+++ Material provided +++

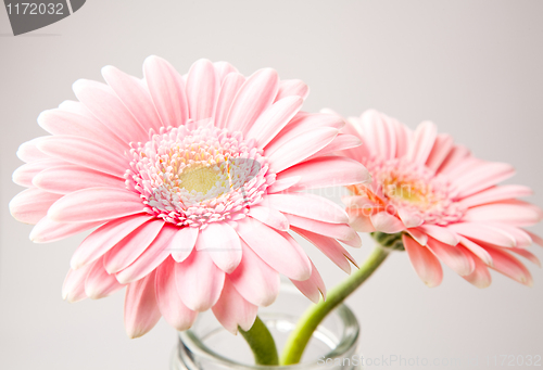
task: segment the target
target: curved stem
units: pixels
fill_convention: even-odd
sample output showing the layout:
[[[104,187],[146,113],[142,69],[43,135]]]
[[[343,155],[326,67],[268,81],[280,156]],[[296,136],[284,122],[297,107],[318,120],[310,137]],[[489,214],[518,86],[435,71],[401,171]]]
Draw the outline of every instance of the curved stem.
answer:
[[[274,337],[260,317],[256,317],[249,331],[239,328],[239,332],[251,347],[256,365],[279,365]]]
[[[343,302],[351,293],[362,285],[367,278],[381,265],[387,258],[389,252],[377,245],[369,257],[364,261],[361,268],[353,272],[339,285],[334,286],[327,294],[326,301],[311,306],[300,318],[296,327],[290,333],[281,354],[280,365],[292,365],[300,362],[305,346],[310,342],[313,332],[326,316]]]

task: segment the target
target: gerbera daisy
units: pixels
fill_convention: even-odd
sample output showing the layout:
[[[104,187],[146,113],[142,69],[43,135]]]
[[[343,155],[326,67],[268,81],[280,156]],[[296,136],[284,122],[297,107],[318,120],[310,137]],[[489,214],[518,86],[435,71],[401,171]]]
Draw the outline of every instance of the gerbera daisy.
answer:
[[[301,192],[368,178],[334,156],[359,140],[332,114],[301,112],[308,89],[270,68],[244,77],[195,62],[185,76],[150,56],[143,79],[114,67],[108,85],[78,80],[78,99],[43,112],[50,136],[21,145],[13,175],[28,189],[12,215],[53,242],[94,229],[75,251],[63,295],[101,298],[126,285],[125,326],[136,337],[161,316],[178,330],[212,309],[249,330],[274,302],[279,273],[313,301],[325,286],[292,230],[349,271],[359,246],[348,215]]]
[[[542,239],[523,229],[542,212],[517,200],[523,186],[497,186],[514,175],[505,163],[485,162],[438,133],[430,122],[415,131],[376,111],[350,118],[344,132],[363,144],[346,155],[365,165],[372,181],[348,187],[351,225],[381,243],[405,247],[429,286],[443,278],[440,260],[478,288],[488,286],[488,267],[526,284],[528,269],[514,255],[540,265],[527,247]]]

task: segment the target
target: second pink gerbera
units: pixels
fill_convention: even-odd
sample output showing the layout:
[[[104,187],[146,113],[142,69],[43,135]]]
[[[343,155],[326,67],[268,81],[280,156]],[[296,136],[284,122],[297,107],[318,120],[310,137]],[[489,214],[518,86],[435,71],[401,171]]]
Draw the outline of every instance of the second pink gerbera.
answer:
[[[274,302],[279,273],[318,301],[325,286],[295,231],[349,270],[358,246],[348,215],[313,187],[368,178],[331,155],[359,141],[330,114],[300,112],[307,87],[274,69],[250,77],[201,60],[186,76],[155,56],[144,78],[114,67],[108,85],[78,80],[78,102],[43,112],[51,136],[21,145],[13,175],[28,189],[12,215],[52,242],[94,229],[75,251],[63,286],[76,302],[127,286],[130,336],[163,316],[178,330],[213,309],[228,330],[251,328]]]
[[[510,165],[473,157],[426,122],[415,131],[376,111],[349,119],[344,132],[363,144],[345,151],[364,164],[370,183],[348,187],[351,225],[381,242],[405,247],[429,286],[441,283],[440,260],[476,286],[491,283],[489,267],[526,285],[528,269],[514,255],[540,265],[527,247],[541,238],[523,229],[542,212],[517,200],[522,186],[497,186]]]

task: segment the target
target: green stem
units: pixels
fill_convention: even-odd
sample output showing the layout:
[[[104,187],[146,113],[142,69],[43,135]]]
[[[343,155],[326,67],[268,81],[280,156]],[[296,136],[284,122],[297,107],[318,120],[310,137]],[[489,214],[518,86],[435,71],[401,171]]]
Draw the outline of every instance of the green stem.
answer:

+++

The request >> How many lines of the listing above contain the word "outline"? Reply with the number alone.

Solution for this exercise >> 4